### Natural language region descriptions
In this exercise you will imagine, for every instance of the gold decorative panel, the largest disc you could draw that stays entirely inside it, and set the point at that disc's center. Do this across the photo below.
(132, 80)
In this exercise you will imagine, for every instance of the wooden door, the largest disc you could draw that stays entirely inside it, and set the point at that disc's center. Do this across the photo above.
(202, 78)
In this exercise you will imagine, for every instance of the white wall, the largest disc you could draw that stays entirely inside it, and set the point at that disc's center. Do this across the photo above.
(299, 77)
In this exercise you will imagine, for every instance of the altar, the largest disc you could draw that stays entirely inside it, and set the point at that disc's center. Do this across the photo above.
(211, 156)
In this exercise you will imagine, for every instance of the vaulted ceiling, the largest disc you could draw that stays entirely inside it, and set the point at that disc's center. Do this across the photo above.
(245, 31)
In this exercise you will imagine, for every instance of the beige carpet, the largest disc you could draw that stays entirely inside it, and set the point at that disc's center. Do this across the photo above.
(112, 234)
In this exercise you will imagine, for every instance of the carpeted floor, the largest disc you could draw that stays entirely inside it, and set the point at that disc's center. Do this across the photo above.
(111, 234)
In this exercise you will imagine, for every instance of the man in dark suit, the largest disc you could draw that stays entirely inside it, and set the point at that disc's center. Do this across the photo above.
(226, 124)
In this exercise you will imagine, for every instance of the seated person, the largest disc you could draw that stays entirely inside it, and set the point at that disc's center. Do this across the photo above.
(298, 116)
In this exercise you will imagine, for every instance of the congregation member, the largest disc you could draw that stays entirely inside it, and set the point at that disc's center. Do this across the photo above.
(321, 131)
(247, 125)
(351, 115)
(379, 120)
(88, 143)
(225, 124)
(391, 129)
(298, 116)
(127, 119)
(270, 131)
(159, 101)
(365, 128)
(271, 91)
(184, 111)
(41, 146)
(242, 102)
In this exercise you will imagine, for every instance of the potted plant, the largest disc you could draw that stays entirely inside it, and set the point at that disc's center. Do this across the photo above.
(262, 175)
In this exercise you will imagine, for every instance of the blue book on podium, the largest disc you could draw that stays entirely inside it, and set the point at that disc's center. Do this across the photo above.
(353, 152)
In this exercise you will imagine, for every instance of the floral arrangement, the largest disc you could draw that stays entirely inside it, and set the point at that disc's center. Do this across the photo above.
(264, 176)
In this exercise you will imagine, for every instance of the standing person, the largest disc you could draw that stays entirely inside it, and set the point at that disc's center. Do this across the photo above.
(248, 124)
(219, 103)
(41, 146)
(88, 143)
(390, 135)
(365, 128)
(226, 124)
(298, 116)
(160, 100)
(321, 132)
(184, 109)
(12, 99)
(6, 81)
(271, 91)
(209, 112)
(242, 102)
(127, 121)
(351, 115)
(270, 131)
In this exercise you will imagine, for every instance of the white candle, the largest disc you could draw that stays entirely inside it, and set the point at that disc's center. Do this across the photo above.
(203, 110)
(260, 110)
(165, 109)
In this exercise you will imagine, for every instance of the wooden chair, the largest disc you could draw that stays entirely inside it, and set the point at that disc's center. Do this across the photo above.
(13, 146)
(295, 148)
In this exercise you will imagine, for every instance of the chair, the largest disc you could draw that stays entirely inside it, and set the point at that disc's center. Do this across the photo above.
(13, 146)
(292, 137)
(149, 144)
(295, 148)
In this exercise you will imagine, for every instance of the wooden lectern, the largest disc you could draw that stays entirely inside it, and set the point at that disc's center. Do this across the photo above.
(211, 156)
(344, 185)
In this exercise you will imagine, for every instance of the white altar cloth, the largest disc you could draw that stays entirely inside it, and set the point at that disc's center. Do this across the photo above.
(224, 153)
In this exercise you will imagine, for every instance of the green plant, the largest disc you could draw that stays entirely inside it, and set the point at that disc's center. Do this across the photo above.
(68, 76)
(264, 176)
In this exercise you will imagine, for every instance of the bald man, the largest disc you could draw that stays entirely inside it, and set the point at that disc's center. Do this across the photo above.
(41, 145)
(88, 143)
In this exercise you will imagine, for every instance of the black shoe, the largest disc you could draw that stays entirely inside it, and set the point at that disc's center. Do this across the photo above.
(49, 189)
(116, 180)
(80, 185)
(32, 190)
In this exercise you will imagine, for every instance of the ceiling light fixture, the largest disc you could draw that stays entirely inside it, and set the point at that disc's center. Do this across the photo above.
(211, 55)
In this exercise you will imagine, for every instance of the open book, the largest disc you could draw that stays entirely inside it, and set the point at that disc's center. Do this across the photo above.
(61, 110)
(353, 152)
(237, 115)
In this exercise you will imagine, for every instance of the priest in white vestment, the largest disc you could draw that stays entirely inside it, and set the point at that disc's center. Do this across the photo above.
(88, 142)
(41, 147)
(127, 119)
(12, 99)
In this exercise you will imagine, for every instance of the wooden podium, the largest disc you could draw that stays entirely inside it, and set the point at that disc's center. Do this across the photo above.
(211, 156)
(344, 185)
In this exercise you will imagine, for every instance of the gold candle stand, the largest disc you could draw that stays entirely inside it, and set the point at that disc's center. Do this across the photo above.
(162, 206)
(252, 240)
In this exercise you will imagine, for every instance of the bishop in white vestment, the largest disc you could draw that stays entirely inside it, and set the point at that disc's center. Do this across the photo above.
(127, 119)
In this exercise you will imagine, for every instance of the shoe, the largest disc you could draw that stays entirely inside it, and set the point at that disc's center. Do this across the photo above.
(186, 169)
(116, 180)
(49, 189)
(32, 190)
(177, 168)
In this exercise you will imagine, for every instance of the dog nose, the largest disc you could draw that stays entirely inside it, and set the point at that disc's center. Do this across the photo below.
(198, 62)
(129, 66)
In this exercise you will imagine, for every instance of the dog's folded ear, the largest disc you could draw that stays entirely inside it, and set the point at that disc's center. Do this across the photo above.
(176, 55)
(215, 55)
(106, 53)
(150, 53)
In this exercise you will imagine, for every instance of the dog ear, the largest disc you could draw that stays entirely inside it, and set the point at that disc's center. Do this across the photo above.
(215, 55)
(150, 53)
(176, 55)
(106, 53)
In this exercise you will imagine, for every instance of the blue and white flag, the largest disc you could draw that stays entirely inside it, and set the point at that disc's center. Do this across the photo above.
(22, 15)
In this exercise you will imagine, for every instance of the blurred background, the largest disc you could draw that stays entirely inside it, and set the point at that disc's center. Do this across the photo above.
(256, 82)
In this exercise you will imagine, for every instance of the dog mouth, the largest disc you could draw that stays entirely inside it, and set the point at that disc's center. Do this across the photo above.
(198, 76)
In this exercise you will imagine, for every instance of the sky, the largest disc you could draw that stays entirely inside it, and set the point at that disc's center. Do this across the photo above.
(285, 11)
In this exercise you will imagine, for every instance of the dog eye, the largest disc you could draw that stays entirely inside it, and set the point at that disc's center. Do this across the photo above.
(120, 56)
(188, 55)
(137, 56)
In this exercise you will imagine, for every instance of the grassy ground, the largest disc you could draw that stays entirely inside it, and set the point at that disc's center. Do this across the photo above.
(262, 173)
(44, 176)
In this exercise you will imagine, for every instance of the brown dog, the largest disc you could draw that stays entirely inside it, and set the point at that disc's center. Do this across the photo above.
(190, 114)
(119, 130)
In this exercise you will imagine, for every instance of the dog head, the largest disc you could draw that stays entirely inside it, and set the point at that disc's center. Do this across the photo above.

### Work item
Copy every line above without altering a word.

### Written solution
In this exercise you will imagine, for every instance of the gold decorative panel, the largest disc you could draw that stays entirely inside it, and set the point at that disc's center. Do this across the photo below.
(132, 80)
In this exercise you will imagine, for every instance of the wooden door, the largest disc you could draw that stays entirely inside it, and set the point at that disc's center. Do this across the photo above.
(202, 78)
In this exercise you will imagine, for every instance of the white wall, the largest disc you could draw that stays entirely inside it, and set the point at that disc's center. Do this across the photo above.
(299, 77)
In this exercise you will imagine, for every instance of the altar, the largest disc you could draw that stays entirely inside it, and set the point at that disc's center. Do this across the photo above.
(211, 156)
In this exercise you will imagine, for every instance of the vaulted ceiling, the largest disc you could draw that stays entirely inside it, and set the point at that disc's center. Do this across the photo above.
(245, 31)
In this exercise you will imagine, for every instance of the beige carpet, the largest disc you could draw that stays entirely inside it, and set the point at that disc's center. Do this across the photo above.
(112, 234)
In this exercise you will imagine, for every instance of the carpeted floor, the largest disc you could draw that stays entirely inside it, and set the point at that disc's center. Do this across the photo above.
(111, 234)
In this exercise you will imagine, for every instance of the man in dark suit, the largest disc you could draw that stays entirely inside it, and set the point at that disc's center. Do this across the photo above.
(226, 124)
In this exercise you will imagine, for every instance of the seated person, the largest disc you could draw that stays entirely inside it, and set the point at that disc's center. Do this across the photo above.
(298, 116)
In this exercise you will imagine, for every instance of the congregation member, the largest disc you could draw that stays entirely inside it, and set the point at that disc's center. Do this across the photo above.
(321, 131)
(247, 125)
(351, 115)
(379, 120)
(88, 143)
(225, 124)
(391, 129)
(298, 116)
(127, 119)
(270, 131)
(159, 101)
(365, 128)
(271, 91)
(184, 111)
(41, 146)
(242, 102)
In this exercise you will imagine, for every instance of the potted plant, the largest disc you could draw that stays entirely inside it, and set the point at that disc's center. Do this across the photo above.
(262, 175)
In this exercise you will imagine, for every instance of the blue book on podium, the largest disc you could draw that stays entirely inside it, and set the point at that disc's center. Do this across the photo above.
(353, 152)
In this exercise you will imagine, for every instance of the floral arrangement, the largest disc you could draw that stays entirely inside it, and set the point at that disc's center. Do this across the photo above.
(264, 176)
In this exercise you will imagine, for every instance of the standing person, the largest disc you could draw that stays entirely inside it, and set the point at that disc's center. Do this across the photo above.
(248, 124)
(219, 103)
(41, 146)
(88, 143)
(390, 135)
(365, 128)
(226, 124)
(298, 116)
(160, 100)
(321, 132)
(184, 109)
(12, 99)
(6, 81)
(271, 91)
(209, 112)
(242, 102)
(127, 121)
(351, 115)
(270, 131)
In this exercise you will imagine, for every instance of the white candle, the largest disc you could draw that stays entirely inside it, and set the point at that disc's center. Do this across the photo above.
(203, 110)
(260, 110)
(165, 109)
In this exercise you will imagine, for every instance of the wooden chair, the largest disc you could draw that stays entirely inside it, and set the point at that disc's center. Do this across the photo above.
(13, 146)
(295, 148)
In this exercise you will imagine, for every instance of the chair, the largest disc you could draw that stays entirely inside it, and set the point at that disc's center. Do this across the photo above.
(13, 146)
(292, 137)
(149, 144)
(295, 148)
In this exercise you will imagine, for every instance of the wooden lectern, the largest disc you could draw that stays entirely inside it, and set the point at that disc's center. Do this across the photo above.
(211, 156)
(344, 185)
In this exercise you will imagine, for every instance of the white altar cloth, the largest disc you could draw that stays entirely inside it, and set the point at that disc's center. Do this across the photo above.
(224, 153)
In this exercise you will imagine, for every instance of the green plant, the largest disc you could draw that stays entirely inside it, and set the point at that disc's center. Do this across the photo above.
(68, 76)
(264, 176)
In this exercise you will imagine, for every instance of the bald man, the largest disc you could draw that stays entirely inside it, and set the point at that disc's center. Do this across the photo above.
(41, 145)
(88, 143)
In this exercise you will imagine, for every instance of the black shoe, the largest disc you could draw that stays entirely inside it, and set the point at that disc's center. Do this across the photo above.
(49, 189)
(116, 180)
(80, 185)
(32, 190)
In this exercise you will imagine, for every instance of the ceiling light fixture, the largest disc you could draw that stays entirely inside it, and set the point at that disc's center. Do this across the photo above.
(211, 55)
In this exercise you will imagine, for every instance of the open book, the largest disc you could draw that stays entirely inside it, and set the point at that disc's center. Do this across the photo above.
(61, 110)
(353, 152)
(237, 115)
In this exercise you will imagine, for every instance of the priest in white vestment, the largest disc you could draw that stays entirely inside it, and set the point at that disc's center. Do this across the photo above.
(88, 142)
(41, 147)
(127, 119)
(12, 99)
In this exercise you will imagine, for every instance of the wooden podium, the largest disc you could draw that stays entirely inside it, and set the point at that disc's center. Do this across the photo above.
(211, 156)
(344, 185)
In this exercise you will imagine, for every instance of the gold candle stand, the largest disc you could draw that stays entirely inside it, and set the point at that disc's center. Do this across the photo above.
(162, 206)
(252, 240)
In this exercise you will imagine, for every instance of the bishop in white vestment, the largest disc you could draw that stays entirely inside it, and set the point at that disc's center. Do this across the photo above.
(127, 119)
In this exercise you will imagine, for every instance of the shoe, the largest disc you could draw that stays entirely inside it, and set the point at that disc's center. Do this across the photo above.
(186, 169)
(116, 180)
(49, 189)
(32, 190)
(177, 168)
In this exercise you will imagine, for every instance of the dog nose, the largest disc you could draw that stays entirely inside it, and set the point at that disc's center. Do this across the photo below.
(198, 62)
(129, 66)
In this exercise you will imagine, for every instance of the dog's folded ear, the largest disc you could draw that stays entirely inside it, and set the point at that disc's center. Do this across the photo above.
(176, 55)
(215, 55)
(106, 53)
(150, 53)
In this exercise you will imagine, for every instance of the dog ear, the largest disc you could draw that stays entirely inside it, and set the point at that disc's center. Do this across the photo above.
(215, 55)
(150, 53)
(176, 55)
(106, 53)
In this exercise you will imagine, for every instance of the blue and white flag, the largest disc you could draw that stays entirely inside it, and set the point at that disc's center. Do this across the photo above.
(22, 15)
In this exercise you will imagine, for every instance of the blurred background, the largest disc you could draw that stays entirely inside it, and set the point at that disc's center. Do this across the photo above.
(256, 82)
In this exercise you will imagine, for every instance of the dog mouth, the largest disc you could draw that stays entirely inside it, and set the point at that disc's center. Do this across the photo above.
(198, 76)
In this exercise you will imagine, for every instance of the sky, the largest disc you could draw that stays entirely inside it, and set the point at that disc's center. Do this across the photo above.
(285, 11)
In this exercise you will imagine, for every instance of the dog eye, the largest disc you could draw that stays entirely inside it, and set the point at that disc's center. Do this across the photo above.
(120, 56)
(188, 55)
(137, 56)
In this exercise you will imagine, for every instance of the grassy ground, the largest disc you could draw that stays entirely inside it, and set the point at that disc's center. Do this across the photo above.
(262, 173)
(44, 176)
In this exercise you will imagine, for every instance of the brown dog, the largest disc you could draw that stays entirely inside it, and set the point at that disc's center. Do this across the photo above.
(190, 114)
(119, 130)
In this exercise you will imagine, for every instance of the dog head, the largest disc you could draw that stays entirely inside it, and set the point at that disc's center. Do this across the photo above.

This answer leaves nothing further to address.